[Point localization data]
'''

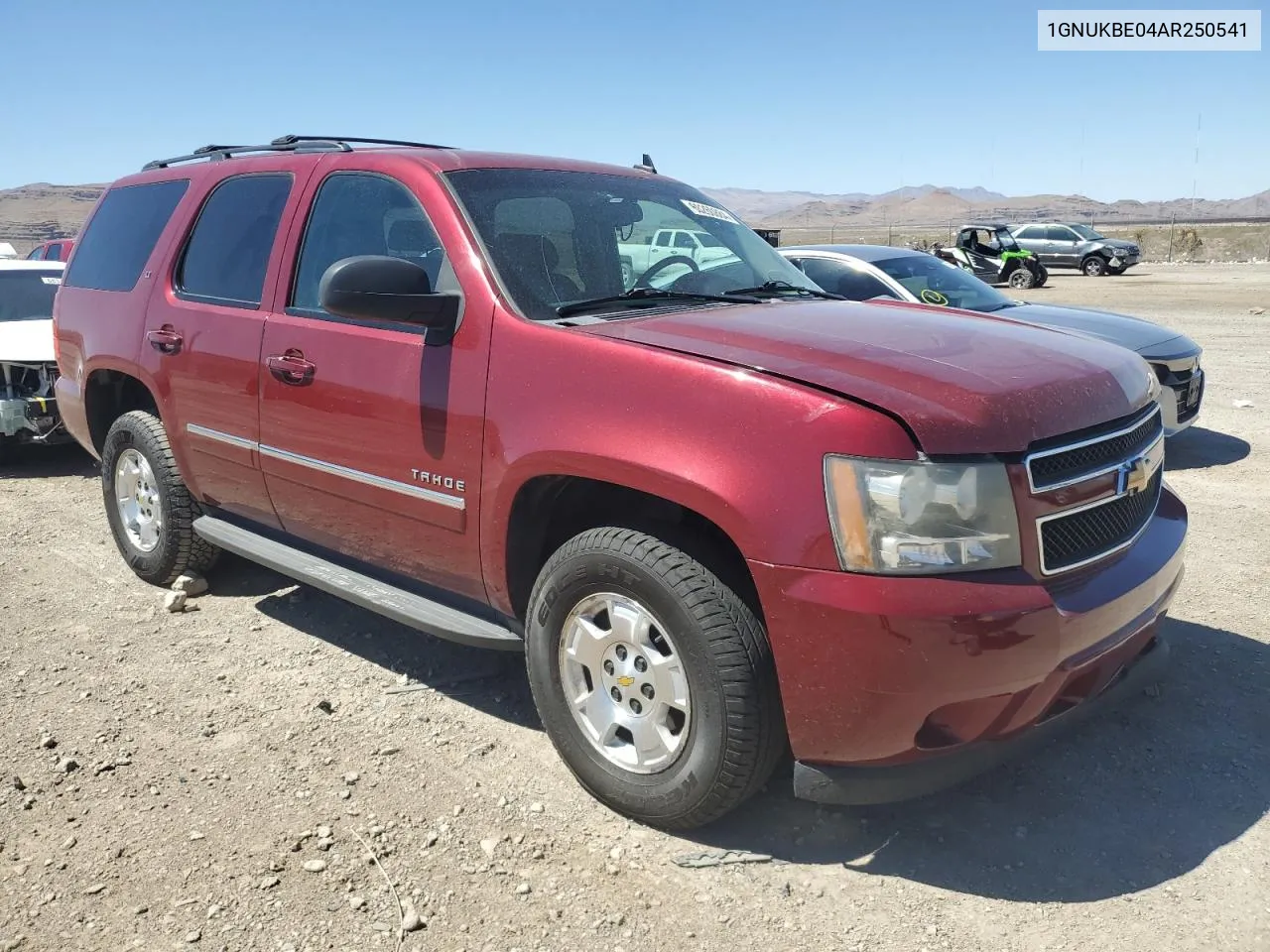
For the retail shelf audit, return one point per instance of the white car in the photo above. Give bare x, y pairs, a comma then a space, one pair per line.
28, 366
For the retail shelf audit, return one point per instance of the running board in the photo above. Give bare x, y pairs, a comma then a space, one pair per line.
362, 590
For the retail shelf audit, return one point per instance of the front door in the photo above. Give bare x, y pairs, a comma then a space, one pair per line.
202, 336
1062, 245
371, 438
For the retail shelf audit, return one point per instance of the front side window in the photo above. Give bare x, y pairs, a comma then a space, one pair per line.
28, 295
227, 254
363, 213
122, 232
841, 278
935, 282
604, 236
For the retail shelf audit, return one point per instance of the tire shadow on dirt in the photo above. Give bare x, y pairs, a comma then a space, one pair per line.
39, 462
1129, 800
1199, 448
489, 680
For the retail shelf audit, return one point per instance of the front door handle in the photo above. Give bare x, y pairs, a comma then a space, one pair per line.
291, 368
166, 340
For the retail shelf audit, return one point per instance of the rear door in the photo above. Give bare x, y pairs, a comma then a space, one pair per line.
203, 330
1035, 239
370, 436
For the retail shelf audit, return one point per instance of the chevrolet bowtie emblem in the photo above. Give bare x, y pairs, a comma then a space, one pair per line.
1133, 476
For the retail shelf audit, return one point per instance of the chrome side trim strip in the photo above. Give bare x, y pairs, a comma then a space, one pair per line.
365, 477
1070, 447
229, 438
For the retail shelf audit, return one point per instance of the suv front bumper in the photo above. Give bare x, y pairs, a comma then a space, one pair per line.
897, 687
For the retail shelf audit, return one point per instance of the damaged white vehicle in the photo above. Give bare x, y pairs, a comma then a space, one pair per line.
28, 366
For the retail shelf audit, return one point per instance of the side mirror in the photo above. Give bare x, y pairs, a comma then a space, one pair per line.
382, 289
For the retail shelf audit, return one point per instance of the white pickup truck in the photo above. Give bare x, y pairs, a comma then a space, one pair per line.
698, 246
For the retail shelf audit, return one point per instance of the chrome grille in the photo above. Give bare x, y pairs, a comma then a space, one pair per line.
1084, 535
1093, 456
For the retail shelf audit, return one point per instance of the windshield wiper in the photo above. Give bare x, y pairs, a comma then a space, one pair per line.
636, 296
784, 287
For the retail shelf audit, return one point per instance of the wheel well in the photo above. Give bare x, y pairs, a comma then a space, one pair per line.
549, 511
109, 395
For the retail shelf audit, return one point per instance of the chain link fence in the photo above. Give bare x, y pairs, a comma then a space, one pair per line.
1160, 241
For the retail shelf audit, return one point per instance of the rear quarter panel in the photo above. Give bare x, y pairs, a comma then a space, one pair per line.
103, 330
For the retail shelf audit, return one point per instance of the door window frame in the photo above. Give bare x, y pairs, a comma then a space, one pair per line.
287, 285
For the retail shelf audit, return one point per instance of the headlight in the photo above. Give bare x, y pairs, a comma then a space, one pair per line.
905, 518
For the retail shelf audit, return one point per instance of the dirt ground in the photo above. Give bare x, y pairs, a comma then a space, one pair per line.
235, 762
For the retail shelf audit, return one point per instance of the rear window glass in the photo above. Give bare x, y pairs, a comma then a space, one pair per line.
122, 234
227, 254
28, 295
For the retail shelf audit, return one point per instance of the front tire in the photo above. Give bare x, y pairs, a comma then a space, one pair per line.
148, 506
654, 680
1021, 278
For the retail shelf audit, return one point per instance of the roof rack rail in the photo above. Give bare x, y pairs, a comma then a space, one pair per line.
285, 144
216, 153
291, 140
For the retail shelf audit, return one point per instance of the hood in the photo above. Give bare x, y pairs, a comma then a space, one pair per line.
962, 382
1133, 333
27, 341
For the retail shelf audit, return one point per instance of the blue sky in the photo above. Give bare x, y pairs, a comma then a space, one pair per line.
822, 96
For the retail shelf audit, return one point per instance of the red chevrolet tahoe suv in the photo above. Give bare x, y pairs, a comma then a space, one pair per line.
724, 515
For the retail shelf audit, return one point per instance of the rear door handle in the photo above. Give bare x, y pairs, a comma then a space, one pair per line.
291, 368
166, 340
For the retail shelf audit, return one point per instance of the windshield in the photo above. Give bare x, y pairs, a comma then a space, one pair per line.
28, 295
935, 282
557, 238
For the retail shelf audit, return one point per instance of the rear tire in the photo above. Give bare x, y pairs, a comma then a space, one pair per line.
725, 696
153, 526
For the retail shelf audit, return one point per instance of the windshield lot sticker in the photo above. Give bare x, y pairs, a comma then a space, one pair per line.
707, 211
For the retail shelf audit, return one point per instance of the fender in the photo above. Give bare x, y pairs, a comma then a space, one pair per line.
734, 444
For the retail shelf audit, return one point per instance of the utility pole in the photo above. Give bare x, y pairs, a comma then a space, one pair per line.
1196, 173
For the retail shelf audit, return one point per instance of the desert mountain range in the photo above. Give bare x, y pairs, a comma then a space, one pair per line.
37, 212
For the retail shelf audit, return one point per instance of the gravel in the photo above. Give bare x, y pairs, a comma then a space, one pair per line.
1146, 829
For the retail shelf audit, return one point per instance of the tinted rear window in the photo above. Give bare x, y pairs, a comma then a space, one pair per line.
122, 234
229, 250
28, 296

'''

> [Try it]:
Set down each record above exactly as it stands and leave out all pictures.

> [Task answer]:
For the retail shelf audit, return one point per instance of the white car in the photo above. Give bare x, y pairs, a comma then a space, one pair per line.
28, 366
For the retail shelf audit, return one point per instance of the running board in the photo above. Give bare x, y pairs, a comma then a space, one pair per line.
362, 590
For the retail shelf audit, return one point per instance of the front door in the photo above. Give bare x, y pairs, a comma then a space, one pair per line.
202, 336
1062, 245
371, 438
For the retail shelf audit, return one point per instance of the front side window in the photo above. Give bare x, y pairs, a comma then a space, one pair per line.
28, 295
227, 254
363, 213
122, 232
841, 278
935, 282
604, 236
For the retail shelf audit, return one point per instance of the tire shadow on dirt in the photo above. Give bare x, y pairs, a comma then a space, one pair per line.
39, 462
1129, 800
1199, 448
489, 680
For the retail shelf audit, return one point per instance of the front door handle in the photo above. Give bare x, y pairs, a comma then a space, one pair per line.
291, 368
166, 340
For the retail shelf audit, return one point per instance of the rear door in the photo above. Give bare x, y pairs, a comma then a space, one pair per line.
203, 330
1035, 239
370, 436
For the retail shelf audit, return one point per instance of the chevrolet bowtie emblem in the photo above. Give bare x, y pairs, a comma then a space, one pair per line.
1133, 476
For the retail shelf audit, return one point per instance of the chrome side trim strip in the photo above. Give bare x, y pairs, a comma then a space, one pair per line.
365, 477
1070, 447
229, 438
For the retail shelf audit, return one point per instance of the suv front bumper in the photo above. Give bare x, y pairs, a comma then a space, one pair per line.
897, 687
For the retail shelf audit, return one point per instance of the damaged white vehicle in the photo above. Give bare x, y pairs, a comma then a space, one pair per line.
28, 366
For the retail shelf audit, return one point per instance of the side mirror in the photo above. Give bare x, y pairs, a comma then a space, one pair per line.
382, 289
For the retail shelf audit, return one point per instance of the white pickup truck in the photo above. Give bare x, y pairs, a comma then a space, one pair per line.
698, 246
For the retail shelf audit, return one point per instance of the chrome grille in the photo above. Give bare x, y pairs, a comma then a space, one pair per line.
1084, 535
1093, 456
For the retail shelf audit, return one point per instance of the windshield wiper in the photo above. Give bare x, y pairs, a comma then a space, one pair per line.
636, 296
784, 287
For the retail shelf audit, return one point per instance of the wheel well in the photo above. Give bare x, y pairs, a comma then a space, one pair per line.
549, 511
109, 395
For the retail shelf audit, return one point per instance of the chain link fence in the photo above. Give bare x, y pairs, a comma then a space, one pair per line.
1160, 241
For the retail shelf audit, return one point per instance of the rear quarter panel in the photo above. Give bare x, y pairs, a comma then a space, one pair per line.
103, 330
For the retail shelf audit, return one point per instance of the door window frame in the photo above. Give bare x, y pairs, a comma then a space, one pair per line.
287, 285
For the retail shelf audit, return one point per instance of the headlight in the photo above. Give bare x, y pairs, a comma then a space, one pair per line.
905, 518
For the retail shelf audit, return one point per instance of the dirt ground in the photo above. Give bare x, y pairs, a comma then a space, one pair per line.
235, 762
For the retail shelf audit, return one point per instance of the rear window glass in the photo above. Give bare x, y pairs, a comma then a space, one pair per line.
122, 234
227, 254
28, 295
For the retail shelf audit, return one point per instance of the front tire in the photo above. Give bare x, y pairs, a comma then a space, one pair per line.
148, 506
654, 680
1021, 278
For the retail shelf audit, return one point per instance of the roof rack rail in the photo above. Give bare x, y pairs, a comma then a space, one pair per line.
285, 144
216, 153
291, 140
For the retail shelf audit, return one point per instance of the hood in the photo above. Give bare x, y pairs, a comma then a space, one pair per line.
962, 382
1133, 333
27, 341
For the retail shelf audit, return one point per instance of the blue sky in the photo above. Give bare x, y pairs, a comma then a space, one pair per line.
822, 96
For the retail shelf audit, return one point per instance of the red chevrolet tahoe suv in the photo above. Give bare x, y pairs, a comma then a space, one pair per line.
724, 515
For the retail shelf audit, return one point per instance of the rear door handle in the photo above. Give bare x, y pairs, a comma then a space, one pair per line.
291, 368
166, 340
For the retail shelf audit, return one point per instance of the windshield in the photo above. Give bare x, y pairs, a comma then a space, one pair per line.
28, 295
935, 282
557, 238
For the retail shelf audit, return one point per instance of the rear tire in the photo above. Give bare x, y pairs, a comma then a space, one pair per line.
725, 696
153, 526
For the retail shelf audit, return one point per instance of the windshield lot sticker in the photo above. Give bare x, y pairs, a comma then a space, one pair per line.
707, 211
For the retail shelf audit, return one point per instance of the fender in the photo above. Give bare x, y pairs, a comma then a space, one pair per line.
734, 444
For the retail shelf audit, return one point per instance of the utility pole in the photo above. Give bare x, y pairs, a comma then a space, one pair per line.
1196, 173
For the retail shelf audit, return one point per instance of the desert mountain range in the photo above. Give bare x, y pairs, a comma then a space, one pair per line.
37, 212
For the retail shelf audit, return one point per instance of the gravel in the photo above. Give bare x, y pairs, a comma then a space, one pair per line.
1146, 829
For the retail shelf audit, return one point per instance of the tinted rear window in the photo above. Give bare x, y pairs, a comma then a space, one pair per line.
122, 234
229, 250
28, 296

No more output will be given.